**Textauszug**:
○ ○ ○

Der Kabelsender berichtete auch, dass in der Provinzhauptstadt Conception "die Polizeikräfte nicht ausreichten, um alle unter Kontrolle zu halten, die in Läden nach Lebensmitteln und Versorgungsgütern suchten. Einige waren verzweifelt, als Einkaufsmärkte schlossen und es keinen Treibstoff mehr gab."

Elogen auf Pinochet sind für das Journal nichts Neues. Im Verein mit einem seiner Idole, der ehemaligen britischen Premierministerin Margret Thatcher, hat sich die Stimme der Wall Street immer wieder auf die Seite des mörderischen chilenischen Regimes und seiner Spitzenfigur gestellt.

Als Pinochet im Oktober 1998 von den britischen Behörden (vorübergehend) festgesetzt worden war, knirschte das Journal vernehmlich mit den Zähnen und erklärte, der General habe "den Putsch geführt, der sein Land gerettet hat". Unter der Führung des Militärs, versicherte die Zeitung, sei Chile "aus einem Brückenkopf des Kommunismus in ein erfolgreiches Beispiel für Marktreformen" verwandelt worden.

Als der verhasste Diktator im Dezember 2006 starb, erklärte das Journal, dass Pinochet "1973 die Macht mit einem Putsch übernahm, aber schließlich Verhältnisse schuf, in denen demokratische Institutionen wieder Überhand gewannen." Er betrieb "Marktreformen, die Chile wohlhabend und seine Nachbarn neidisch machten".

○ ○ ○

**Gesammelte Daten**:
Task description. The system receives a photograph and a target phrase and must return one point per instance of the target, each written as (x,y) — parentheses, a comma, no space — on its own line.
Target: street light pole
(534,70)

○ ○ ○

**Schriftliche Aufgabe A**: Wann wurde Pinochet laut dem Text über Pinochet von den britischen Behörden vorübergehend festgesetzt?
**Schriftliche Aufgabe B**: Nimm den Text über Pinochet wieder auf und führe ihn nach seinem letzten Satz weiter.

**Lösung A**: Im Oktober 1998.

**Lösung B**:
Die Zuneigung des Journal für Pinochet erinnert an den berühmten Ausspruch über den faschistischen Diktator Italiens, Benito Mussolini: "Er hat dafür gesorgt, dass die Züge pünktlich fuhren". Die Herausgeber der Zeitung haben eine natürliche Neigung zu autoritären Verhältnissen und Diktatur.

Sie wären sehr erfreut, könnte mit der Arbeiterklasse und den politischen Gegnern des Kapitalismus in den USA genauso umgesprungen werden wie unter Pinochet. Die Redaktion, die für die größten Finanzplünderer spricht, träumt von Polizei und Militär auf den Straßen und Internierungslagern für Sozialisten.

Dieser pro-faschistische Schmutz zieht keinerlei Protest der liberalen Medien der USA auf sich. Das Journal zählt auf die Feigheit der New York Times und anderer ähnlicher Stützen des liberalen Establishments und auf die zunehmend anti-demokratische Stimmung unter ihnen.

Siehe auch:
Trauer um Pinochet - faschistische Neigungen im US-Establishment
(19. Dezember 2006)
Politische Lehren aus dem Putsch in Chile 1973
( 13. Dezember 2006)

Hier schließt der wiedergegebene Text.